KURZE ÜBUNG A:
Übersetze bitte den Satz „Wir dürfen die Fehler der Gastarbeitergeneration nicht wiederholen.“ aus dem Textauszug zur Integration von Zuwanderern ins Englische.

TEXTAUSZUG:
────
Viertens. Ein Zuwanderungsgesetz muss Integration fördern und fordern. Wir dürfen die Fehler der Gastarbeitergeneration nicht wiederholen. Das heißt, dass die Sprachförderung auf neue Füße gestellt werden muss und ein Angebot entwickelt werden sollte, damit Zuwanderer in Orientierungskursen das deutsche Rechts- und Gesellschaftssystem kennen lernen. Die Finanzierung dieser Integration müssen sich Bund, Länder und Kommunen teilen. Denn die Kosten der Nichtintegration – die haben wir einmal für Bayern berechnen lassen – belasten die öffentlichen Haushalte enorm. Deshalb meine ich: Jede D-Mark oder – ab 1. Januar – jeder Euro, der in die Integration fließt, entlastet die öffentlichen Haushalte.

(Beifall beim BÜNDNIS 90/DIE GRÜNEN)

Bisher trägt der Bund die Kosten für die Sprachkurse. Das waren im Jahr 2001 ungefähr 350 Millionen DM. Nach Bayern sind 2,7 Millionen DM geflossen. Es gibt EU-Programme, und die Kommunen schießen Geld zu diesen Sprachkursen bei. Aber es gibt keinerlei Landesmittel für diese Sprachkurse. Deshalb haben wir im Nachtragshaushalt erstmals 10 Millionen Euro zur Finanzierung der Sprachkurse gefordert. Man kann nicht immer nur Integration von anderen einfordern, aber selber nichts dafür tun. Das geht nicht, Herr Kollege Welnhofer.
────
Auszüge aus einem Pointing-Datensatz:
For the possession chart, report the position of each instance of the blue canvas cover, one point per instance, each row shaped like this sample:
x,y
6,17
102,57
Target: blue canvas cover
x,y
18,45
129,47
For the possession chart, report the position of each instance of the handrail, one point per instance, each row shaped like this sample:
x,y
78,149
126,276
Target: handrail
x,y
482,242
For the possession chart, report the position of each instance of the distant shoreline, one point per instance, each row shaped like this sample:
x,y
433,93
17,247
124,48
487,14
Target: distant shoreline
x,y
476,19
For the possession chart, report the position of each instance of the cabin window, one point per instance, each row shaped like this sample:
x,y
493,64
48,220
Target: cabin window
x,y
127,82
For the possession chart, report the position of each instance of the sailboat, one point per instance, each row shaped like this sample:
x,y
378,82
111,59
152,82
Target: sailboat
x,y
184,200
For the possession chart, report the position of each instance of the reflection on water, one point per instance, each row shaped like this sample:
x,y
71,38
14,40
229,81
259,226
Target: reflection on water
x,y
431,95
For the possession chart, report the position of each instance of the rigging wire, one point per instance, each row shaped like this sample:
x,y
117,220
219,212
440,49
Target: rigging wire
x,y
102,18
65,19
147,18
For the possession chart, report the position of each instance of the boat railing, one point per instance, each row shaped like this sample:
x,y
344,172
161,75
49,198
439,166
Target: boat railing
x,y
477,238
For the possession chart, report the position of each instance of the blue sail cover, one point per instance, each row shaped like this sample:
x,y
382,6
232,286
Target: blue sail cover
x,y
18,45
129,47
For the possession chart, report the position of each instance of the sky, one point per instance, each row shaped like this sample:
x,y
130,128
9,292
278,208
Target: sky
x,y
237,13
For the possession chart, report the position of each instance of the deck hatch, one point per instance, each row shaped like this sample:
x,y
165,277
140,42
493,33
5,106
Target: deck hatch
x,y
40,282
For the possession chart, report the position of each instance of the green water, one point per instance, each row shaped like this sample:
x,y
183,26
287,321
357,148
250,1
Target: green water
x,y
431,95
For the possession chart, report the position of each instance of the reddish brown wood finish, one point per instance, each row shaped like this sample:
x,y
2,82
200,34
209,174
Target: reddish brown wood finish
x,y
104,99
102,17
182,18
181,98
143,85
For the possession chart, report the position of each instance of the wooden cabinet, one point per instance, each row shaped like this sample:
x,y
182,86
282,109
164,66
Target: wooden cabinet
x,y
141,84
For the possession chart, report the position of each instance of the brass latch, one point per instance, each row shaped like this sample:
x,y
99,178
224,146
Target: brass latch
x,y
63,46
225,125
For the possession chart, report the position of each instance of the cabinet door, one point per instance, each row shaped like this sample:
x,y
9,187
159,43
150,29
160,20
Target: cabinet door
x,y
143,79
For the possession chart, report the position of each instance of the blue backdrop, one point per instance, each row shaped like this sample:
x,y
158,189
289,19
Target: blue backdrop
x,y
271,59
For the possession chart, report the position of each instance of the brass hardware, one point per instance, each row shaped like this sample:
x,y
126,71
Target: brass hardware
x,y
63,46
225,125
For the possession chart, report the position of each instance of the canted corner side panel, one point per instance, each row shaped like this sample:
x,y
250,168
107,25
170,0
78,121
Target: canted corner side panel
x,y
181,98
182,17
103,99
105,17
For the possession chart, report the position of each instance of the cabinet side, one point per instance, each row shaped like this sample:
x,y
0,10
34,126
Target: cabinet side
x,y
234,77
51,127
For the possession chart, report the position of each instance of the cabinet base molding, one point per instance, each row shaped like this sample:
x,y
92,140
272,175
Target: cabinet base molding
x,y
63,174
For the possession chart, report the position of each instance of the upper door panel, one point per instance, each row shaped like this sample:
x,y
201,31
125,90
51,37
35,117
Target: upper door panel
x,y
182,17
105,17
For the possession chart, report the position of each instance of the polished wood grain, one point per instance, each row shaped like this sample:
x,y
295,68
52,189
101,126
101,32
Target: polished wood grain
────
KURZE ÜBUNG B:
Ändere in der Auflistung die Zeilen beginnend mit der Zeile, die "of the polished" enthält, und endend mit der letzten Zeile der Auflistung, indem du "polished" durch "lacquered" ersetzt und alles andere unverändert lässt. Gib nur diese Zeilen aus.

ENDERGEBNIS A:
We must not repeat the mistakes of the guest worker generation.

ENDERGEBNIS B:
For the possession chart, report the position of each instance of the lacquered wood grain, one point per instance, each row shaped like this sample:
x,y
295,68
52,189
101,126
101,32
Target: lacquered wood grain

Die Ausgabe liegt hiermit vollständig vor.